> Input data:
┌──
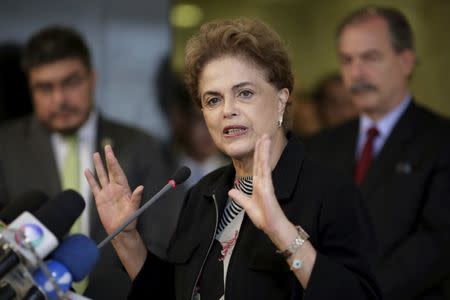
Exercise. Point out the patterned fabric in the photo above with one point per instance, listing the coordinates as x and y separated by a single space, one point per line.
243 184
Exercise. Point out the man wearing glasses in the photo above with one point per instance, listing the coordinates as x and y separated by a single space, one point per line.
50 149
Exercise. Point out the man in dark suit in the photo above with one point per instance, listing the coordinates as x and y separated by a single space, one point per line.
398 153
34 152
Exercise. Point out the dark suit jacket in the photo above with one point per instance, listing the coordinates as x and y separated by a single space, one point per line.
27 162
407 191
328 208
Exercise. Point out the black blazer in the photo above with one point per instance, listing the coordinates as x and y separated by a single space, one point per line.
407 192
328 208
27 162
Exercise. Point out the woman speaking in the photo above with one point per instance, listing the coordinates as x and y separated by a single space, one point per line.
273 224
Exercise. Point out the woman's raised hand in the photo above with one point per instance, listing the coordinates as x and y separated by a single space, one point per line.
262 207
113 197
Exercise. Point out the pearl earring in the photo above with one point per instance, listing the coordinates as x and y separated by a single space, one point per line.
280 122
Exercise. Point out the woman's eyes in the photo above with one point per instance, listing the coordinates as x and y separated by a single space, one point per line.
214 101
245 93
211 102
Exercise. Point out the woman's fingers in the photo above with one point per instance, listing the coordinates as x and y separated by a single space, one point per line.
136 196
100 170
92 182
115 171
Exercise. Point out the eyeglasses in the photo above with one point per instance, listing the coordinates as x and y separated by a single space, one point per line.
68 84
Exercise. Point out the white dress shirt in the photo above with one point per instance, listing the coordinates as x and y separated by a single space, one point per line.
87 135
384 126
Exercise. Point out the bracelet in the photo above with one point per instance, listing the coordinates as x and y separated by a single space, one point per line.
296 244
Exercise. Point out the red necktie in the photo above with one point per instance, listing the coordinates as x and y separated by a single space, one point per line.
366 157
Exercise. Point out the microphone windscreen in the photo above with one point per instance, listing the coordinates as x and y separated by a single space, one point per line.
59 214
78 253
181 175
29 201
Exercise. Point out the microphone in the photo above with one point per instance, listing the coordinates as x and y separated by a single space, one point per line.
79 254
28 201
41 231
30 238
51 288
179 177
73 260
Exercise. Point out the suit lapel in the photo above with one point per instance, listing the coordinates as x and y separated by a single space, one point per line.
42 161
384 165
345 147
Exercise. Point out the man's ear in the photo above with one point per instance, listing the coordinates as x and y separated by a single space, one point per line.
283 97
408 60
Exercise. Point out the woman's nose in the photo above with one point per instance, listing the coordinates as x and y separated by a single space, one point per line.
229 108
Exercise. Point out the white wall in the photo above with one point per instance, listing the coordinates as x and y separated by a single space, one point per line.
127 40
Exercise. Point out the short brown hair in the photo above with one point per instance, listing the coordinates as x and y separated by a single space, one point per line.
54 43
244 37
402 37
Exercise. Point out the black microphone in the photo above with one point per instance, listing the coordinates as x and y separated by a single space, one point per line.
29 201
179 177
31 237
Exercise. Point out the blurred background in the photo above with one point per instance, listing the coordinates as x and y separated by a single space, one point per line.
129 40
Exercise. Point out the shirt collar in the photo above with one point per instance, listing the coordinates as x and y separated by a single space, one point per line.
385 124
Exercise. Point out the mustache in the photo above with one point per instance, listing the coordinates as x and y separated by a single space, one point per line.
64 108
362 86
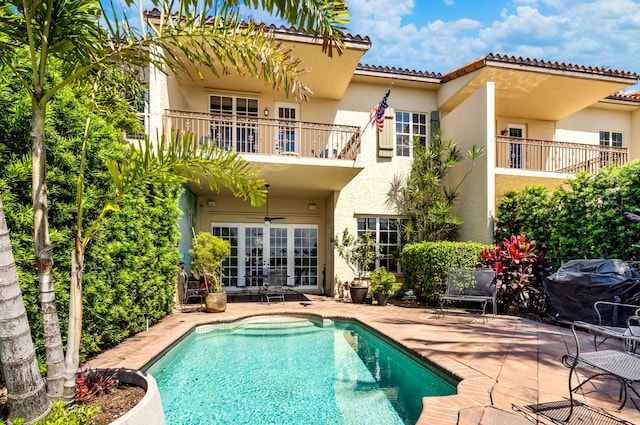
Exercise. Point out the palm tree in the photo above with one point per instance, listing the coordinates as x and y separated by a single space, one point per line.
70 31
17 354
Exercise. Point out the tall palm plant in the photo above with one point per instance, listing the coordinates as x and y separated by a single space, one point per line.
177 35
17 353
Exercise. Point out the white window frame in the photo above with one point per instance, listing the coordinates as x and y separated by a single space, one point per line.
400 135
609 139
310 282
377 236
└──
> Directions:
Output the complete listing exactly. Pictures stay out.

> Answer section:
Exercise. Point out the patterned fabric in the photo above with one point per instance, listing the coordinates as x and y separated by a single space, one point per line.
243 184
Exercise. Point out the man wearing glasses in the photo above with one point per instance, listing the coordinates as x and y separated by a single space, one point per line.
50 149
Exercise. Point out the man in dark suit in the photo above with one point per instance, listing the coordinates as x and y separated by a single space, one point per line.
398 153
34 152
Exercise. Point out the dark suit jacket in the photo above with one point per instance, listing the coordinates as x and y separated by a single space, one point per line.
27 162
407 191
328 208
Exercise. Point out the black blazer in the photo above with one point per instance, listing the coordinates as x and y separated by a single space, one point per line.
407 192
328 208
27 162
Exercise. Point out the woman speaking in the photo above with one point per instance, listing the coordinates as x and y separated by a single space, one point per line.
273 224
Exercise. Point out the woman's raised hand in the photo above with one point per instance, listing the coordinates as x and y separated by a single space, one point per line.
262 207
113 197
Exercise. Point out the pearl earring in the photo above with one point per instance, listing the coordinates as x and y separated by a single space, one point per line.
280 122
Exercise. Point out the woman's eyes in the photo above with one point per instance, listing the coordinates as x and y separated by a single space, one point per line.
214 101
245 93
211 102
Exercise. Point out the woman's fingers in the photo above with one point per instance, listing the coordinates as x and y separated by a single space, one point per line.
136 196
100 170
92 182
115 171
Exercise. Point out the eyeglasses in the photo above with one point per instance, listing the coordinates as x and y separated by a single space, one point per line.
68 84
Exercise. Point out the white dress shirt in the photo above with one point per instance, listing the coordinates as x and y separated by a single space, one point per line.
87 135
384 126
Exercise. Point out the bracelet in the photo above with one point per instance, listing the coordinates as x and y separated by a single space, one point per line.
296 244
Exercise. Point out the red necktie in the photo above with one point per instance, listing the coordinates as x and y separated by a single space, one point per line.
366 157
Exercise. Point out the microphone windscreen in the photo above with one point per instance, listing the coordinates as x and y separated by a single space, one point per line.
59 214
78 253
181 175
29 201
Exercise. Point out the microphone in the photo above with one point per instance, listing the coordinates as x and y separated by a single space, one point per line.
79 254
28 201
41 231
30 238
51 288
179 177
73 260
Exercise. Point out the suit lapel in the photo above with one point per instance, listing the coordinates as x and y separated by a single space, one point per line.
42 161
384 165
345 147
Exercise. Point out the man's ear in the photo above with one point per instance, listing the coordinates as x and y separated by a single space, one point per line.
283 97
408 60
Exercise. Point out the woman's nose in the photo above with one point per instance, listing the coordinates as x and y separated by a single space, one point per line.
229 108
Exercise. Point out the white wall in the photo above with one point per instance, listing the coordinates as x and y separated by a single space, one point per line.
127 40
Exercise. Point out the short brown hair in the photo above with one point per instance, listing the coordinates as x and y separated by a single space, one point per line.
54 43
244 37
402 37
Exercise. Point out the black microphone in the photo above with one point per instance, listing the coordinates as x and y separated by a single space, one point per line.
29 201
179 177
31 237
Exercise. Point out the blurred background in the photo above with one point per instance, listing the coordinates as x and y separated by a single space, one point per line.
129 40
Exercise. Point out the shirt collar in the photo above with one point per instance, listing the coordinates as x and y separated by a single space, one point per line.
385 124
Exercise. Point out the mustache in the photo above with one point per instance, listing the coordinates as x and y separated by a single space, one point per line.
64 108
362 86
Exercise. Point out the palm tree in the photo above with one point per instance, listing the coordinates as x and y separated by a single space, one point per line.
70 31
17 354
Exercise. Point out the tall palm plant in the photo above with one point per instance, listing the coordinates as x and y separated by a single space, one point per line.
177 35
17 353
Exercise. Point out the white window frame in the photo above with one point per instance, listing the coordinates as x and y separated by a single space, one point per line.
400 135
609 139
310 282
377 236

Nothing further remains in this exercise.